The story of The KLF -- dance music anarchists and pranksters Bill Drummond and Jimmy Cauty -- has long needed a documentary as so many things happened that don't even sound real, including guns, #1 hits, sheep, music biz excess, pyramids, burning £1 million in cash, uncleared samples, Tammy Wynette, submarines, Doctor Who, lawsuits, ABBA, and more. We've now got one with director Chris Atkins' new film Who Killed the KLF?

The documentary includes interviews with Carl Cox, Paul Oakenfold, Alan Moore, and more. But not Drummond or Cauty. Atkins didn't let that stop him, as he told The Guardian:

The pair were then in their mid 50s, and patiently listened as I explained how our film would chart their extraordinary journey from sampling stolen records in a south London squat to becoming one of the biggest bands in the world a couple of years later: six UK Top 10 hits in 18 months that crashed an entire mythological rave universe into transatlantic pop culture. They nodded sagely, and very politely told me to piss off.

Normally that would be the end of it. The rules of film-making dictate that music documentaries require the artists’ consent. No access meant no rights to music, and no first-hand stories. But I kept ruminating on this exasperating paradox: that the band with the most unhinged story imaginable was slipping into obscurity because they didn’t want their story to be told. It was my cameraman Chris Smith who made the mistake of drunkenly asking: “Well, what would the KLF do?” The answer was suddenly obvious: they’d stuff the rules and get on with it. Which is exactly what we did.
+ + + + +
**Task set**.
- 1) According to the text about the KLF documentary, why would the pair's refusal normally have ended the project? Answer in one to three sentences.
- 2) Sum up the text about the KLF documentary in two sentences.
- 3) Carry on the text about the KLF documentary from its final sentence.

Saved data entries
+ + + + +
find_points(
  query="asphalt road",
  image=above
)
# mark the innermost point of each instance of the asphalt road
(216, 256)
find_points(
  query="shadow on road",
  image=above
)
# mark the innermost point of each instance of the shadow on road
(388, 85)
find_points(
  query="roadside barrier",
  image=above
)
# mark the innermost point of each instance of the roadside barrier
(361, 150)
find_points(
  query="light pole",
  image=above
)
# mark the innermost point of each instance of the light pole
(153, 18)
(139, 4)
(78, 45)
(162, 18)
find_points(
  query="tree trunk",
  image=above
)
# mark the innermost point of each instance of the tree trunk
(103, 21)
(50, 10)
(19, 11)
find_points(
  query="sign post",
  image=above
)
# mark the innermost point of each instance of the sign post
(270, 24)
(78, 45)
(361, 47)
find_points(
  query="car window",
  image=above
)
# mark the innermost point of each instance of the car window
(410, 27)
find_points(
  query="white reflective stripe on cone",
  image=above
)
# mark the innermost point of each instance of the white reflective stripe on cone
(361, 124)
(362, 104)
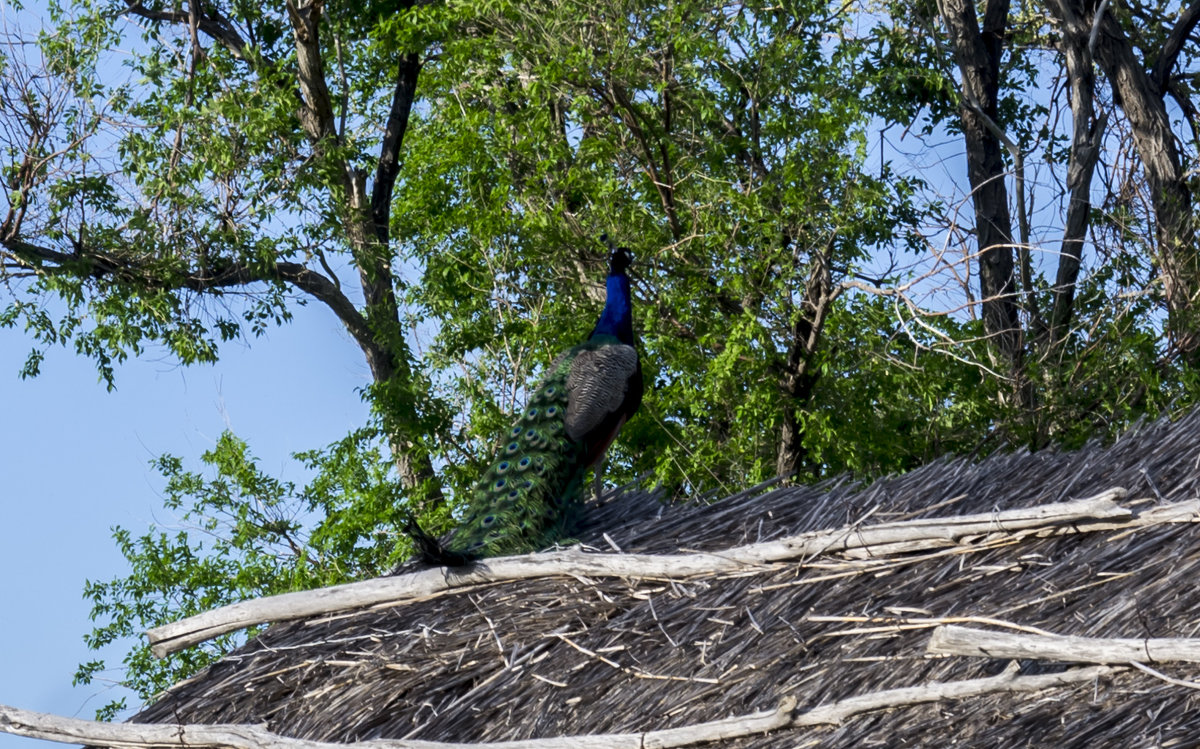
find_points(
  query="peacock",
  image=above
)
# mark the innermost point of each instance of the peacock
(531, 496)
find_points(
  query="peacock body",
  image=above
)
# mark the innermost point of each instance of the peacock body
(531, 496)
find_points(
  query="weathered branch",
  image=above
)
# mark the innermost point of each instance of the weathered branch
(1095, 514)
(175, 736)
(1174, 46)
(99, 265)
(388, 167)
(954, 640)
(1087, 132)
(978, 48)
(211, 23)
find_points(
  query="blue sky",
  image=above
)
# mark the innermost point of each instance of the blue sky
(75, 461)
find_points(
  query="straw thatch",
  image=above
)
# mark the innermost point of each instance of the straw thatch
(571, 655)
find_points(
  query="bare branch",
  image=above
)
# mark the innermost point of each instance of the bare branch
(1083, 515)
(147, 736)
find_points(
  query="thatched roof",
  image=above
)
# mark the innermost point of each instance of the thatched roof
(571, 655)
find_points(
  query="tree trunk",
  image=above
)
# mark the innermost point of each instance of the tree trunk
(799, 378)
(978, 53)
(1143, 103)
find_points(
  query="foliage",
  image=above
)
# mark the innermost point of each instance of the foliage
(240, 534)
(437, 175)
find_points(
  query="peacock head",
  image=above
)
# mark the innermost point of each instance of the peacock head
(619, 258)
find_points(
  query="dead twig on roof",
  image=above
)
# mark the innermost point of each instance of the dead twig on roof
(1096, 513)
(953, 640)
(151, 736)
+ + + + +
**Responses in order**.
- 1) The rules of film-making dictate that music documentaries require the artists' consent. Without access, the filmmakers would have no rights to the music and no first-hand stories.

- 2) Director Chris Atkins has made Who Killed the KLF?, a documentary about Bill Drummond and Jimmy Cauty that includes interviews with Carl Cox, Paul Oakenfold, Alan Moore and others but not with the duo themselves. Atkins told The Guardian that the pair politely told him to piss off, but after his cameraman asked what the KLF would do, he decided to ignore the rules and make the film anyway.

- 3)
Who Killed The KLF? uses previously unheard interviews with Drummond and Cauty, as well as recreations of some of the group's most infamous moments to tell its story. After the film was finished, THe KLF ended up giving Atkins their seal of approval which helped him get some of their music in the film. The film is out now in the UK and will hopefully get a North American release soon. In the meantime you can watch the trailer and some of The KLF's over-the-top music videos.

After having deleted their entire catalog in 1991 at the height of the success, The KLF finally put their music back on streaming services in 2021.